◆ Instructions to follow ◆
All of the records below must be output exactly, with no pictures carried over.

◆ Records provided ◆
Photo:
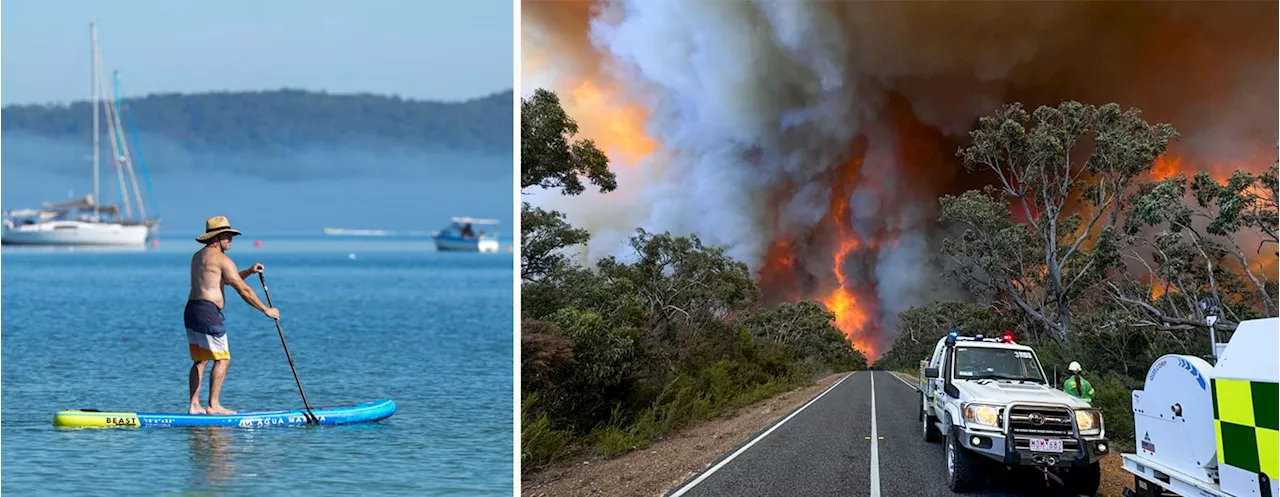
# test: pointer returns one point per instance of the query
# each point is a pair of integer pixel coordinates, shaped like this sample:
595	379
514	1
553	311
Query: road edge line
740	450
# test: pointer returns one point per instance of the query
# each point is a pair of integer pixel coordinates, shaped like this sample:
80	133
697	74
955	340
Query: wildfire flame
850	313
617	128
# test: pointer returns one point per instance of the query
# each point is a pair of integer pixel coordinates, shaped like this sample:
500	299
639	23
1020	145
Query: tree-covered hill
287	119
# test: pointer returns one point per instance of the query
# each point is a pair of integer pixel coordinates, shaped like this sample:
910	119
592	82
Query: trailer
1211	429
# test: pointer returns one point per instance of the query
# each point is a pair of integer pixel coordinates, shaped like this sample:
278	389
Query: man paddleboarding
206	337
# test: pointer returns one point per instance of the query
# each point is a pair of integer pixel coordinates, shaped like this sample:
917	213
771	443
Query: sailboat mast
92	62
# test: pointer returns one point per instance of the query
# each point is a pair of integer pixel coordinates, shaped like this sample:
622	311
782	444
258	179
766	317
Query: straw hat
214	227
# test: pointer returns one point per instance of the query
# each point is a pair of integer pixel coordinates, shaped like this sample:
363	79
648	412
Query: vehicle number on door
1046	445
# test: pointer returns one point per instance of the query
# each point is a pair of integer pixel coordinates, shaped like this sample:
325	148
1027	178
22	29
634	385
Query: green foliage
638	346
1042	164
539	442
549	158
634	349
543	236
808	329
283	121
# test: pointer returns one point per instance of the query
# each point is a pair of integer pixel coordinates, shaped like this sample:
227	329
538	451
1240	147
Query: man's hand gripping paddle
311	418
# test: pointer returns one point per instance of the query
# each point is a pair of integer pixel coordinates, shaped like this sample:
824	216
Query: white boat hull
76	233
461	245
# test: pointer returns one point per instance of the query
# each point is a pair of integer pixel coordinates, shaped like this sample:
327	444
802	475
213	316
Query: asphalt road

◆ Correct response ◆
Photo:
# test: pointer returns one point per instance of the query
# each point is a pair of integer pixel coordinates, shaped like this sample:
595	379
514	1
553	311
Query: road edge line
740	450
# test: pointer returns one point per instance of the query
# each point is a pair of integer pixel coordinates, shaped like this sample:
80	133
697	74
955	340
Query: wildfire flame
850	313
617	128
# test: pointer returns one point per instance of the query
# each point is a pair of integer pixel coordinates, shaped like this sample:
500	299
639	23
1020	145
Query: tree-covered hill
287	119
# test: pointer returns one point per instance of the query
# each point is a pair of integer pixel coordinates, shaped like this sample:
910	119
592	82
Query: trailer
1211	429
# test: pointer returns one point per instance of the query
# each point is a pair of integer pixel coordinates, shaped like this sample:
278	389
Query: man paddleboarding
206	337
# test: pointer returns one point per instance of the query
# each point is a pair of integer pixel coordinates, shaped like this sample:
917	213
771	443
Query: sailboat mast
92	62
# test: pointer returns one point per instance of the query
# each point is a pair of integer pixel coordinates, shaped like this sample:
622	311
782	444
258	179
766	317
Query: straw hat
214	227
# test: pointer returns one point per instance of the query
# each point is a pair of integer pixel coordinates, shaped like this sample:
363	79
648	412
Query: vehicle number on door
1046	445
# test: pointer returns one point per instance of the query
# each point is a pair of integer pixel coordinates, shaped like this sample:
325	148
1027	178
22	29
634	385
Query: green foliage
638	346
1042	164
539	442
549	158
634	349
543	236
808	329
283	121
# test: pointer returns one point per instance of the query
# each point is a pair of integer pixel coordinates, shaped like this sample:
227	329
538	451
1240	147
Query: man's hand gripping paddle
311	418
# test: pointer returns one point per instance of the query
# each point is a pair of integer pixel coordinates, shaped like this sample:
824	216
Query: white boat hull
76	233
461	245
# test: pointer returns one point per instance of the query
# each point is a pair of integer pixel coordinates, shaped like this sample:
327	444
802	475
213	316
Query: asphalt road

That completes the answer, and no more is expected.